» TASK GOAL: Return each line of the listing that contains the word "rocky".

» DATASET ENTRIES:
◇ ◇ ◇

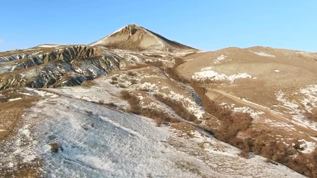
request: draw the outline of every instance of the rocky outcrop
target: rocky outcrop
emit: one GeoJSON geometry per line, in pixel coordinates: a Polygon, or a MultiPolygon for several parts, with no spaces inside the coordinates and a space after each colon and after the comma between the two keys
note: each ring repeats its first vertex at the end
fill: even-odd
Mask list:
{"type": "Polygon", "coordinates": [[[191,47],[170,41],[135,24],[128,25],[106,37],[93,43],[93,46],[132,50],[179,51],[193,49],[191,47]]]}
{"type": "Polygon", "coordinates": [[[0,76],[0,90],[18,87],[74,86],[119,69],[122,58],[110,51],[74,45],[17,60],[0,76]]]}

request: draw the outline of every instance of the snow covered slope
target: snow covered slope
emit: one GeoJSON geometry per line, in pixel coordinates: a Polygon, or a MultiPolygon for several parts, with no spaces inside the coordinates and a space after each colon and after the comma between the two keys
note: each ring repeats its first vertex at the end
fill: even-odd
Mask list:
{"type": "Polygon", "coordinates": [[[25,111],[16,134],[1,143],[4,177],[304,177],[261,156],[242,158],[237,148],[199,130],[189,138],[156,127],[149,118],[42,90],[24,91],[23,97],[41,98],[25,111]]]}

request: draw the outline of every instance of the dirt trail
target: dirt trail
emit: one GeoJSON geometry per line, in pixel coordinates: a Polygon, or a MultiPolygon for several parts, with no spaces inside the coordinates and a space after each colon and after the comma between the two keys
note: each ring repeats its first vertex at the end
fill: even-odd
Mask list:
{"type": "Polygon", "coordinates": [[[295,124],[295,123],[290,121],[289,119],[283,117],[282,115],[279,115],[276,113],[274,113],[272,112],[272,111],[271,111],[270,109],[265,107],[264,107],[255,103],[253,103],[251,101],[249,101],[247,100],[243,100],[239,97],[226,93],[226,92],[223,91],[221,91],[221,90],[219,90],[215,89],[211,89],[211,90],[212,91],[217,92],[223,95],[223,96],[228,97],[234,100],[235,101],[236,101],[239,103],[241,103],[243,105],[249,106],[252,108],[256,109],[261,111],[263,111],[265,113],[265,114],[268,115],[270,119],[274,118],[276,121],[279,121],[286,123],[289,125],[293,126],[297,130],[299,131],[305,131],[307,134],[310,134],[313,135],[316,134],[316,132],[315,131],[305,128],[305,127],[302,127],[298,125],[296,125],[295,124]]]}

◇ ◇ ◇

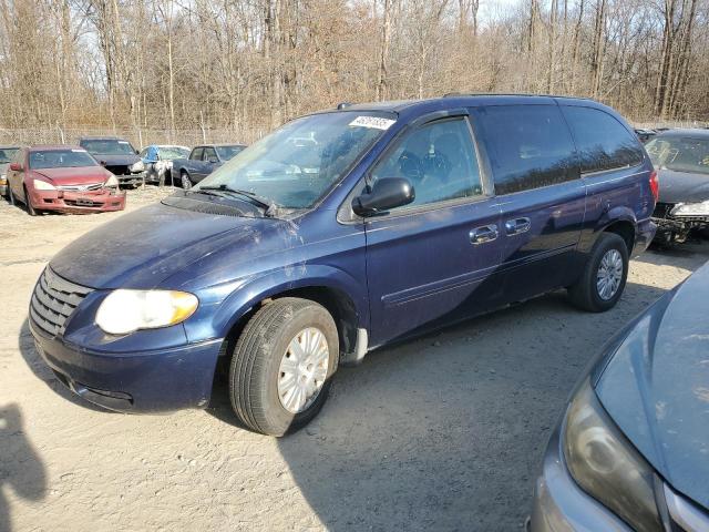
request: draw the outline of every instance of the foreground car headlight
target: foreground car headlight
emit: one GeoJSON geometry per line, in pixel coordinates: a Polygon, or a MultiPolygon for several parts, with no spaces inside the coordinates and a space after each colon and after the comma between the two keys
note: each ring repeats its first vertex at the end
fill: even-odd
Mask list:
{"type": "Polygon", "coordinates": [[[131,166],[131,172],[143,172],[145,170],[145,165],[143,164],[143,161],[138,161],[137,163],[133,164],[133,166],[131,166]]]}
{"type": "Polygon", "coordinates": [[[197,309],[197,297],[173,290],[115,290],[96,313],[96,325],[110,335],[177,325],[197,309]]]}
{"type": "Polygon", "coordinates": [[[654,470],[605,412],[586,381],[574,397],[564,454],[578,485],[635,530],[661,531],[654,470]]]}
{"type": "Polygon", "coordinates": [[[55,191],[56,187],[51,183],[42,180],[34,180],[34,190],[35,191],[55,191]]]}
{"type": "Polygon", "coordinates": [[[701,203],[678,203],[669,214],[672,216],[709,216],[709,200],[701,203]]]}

◇ ◇ ◇

» SOLVED EXERCISE:
request: draw the outline of every instance of the rocky outcrop
target: rocky outcrop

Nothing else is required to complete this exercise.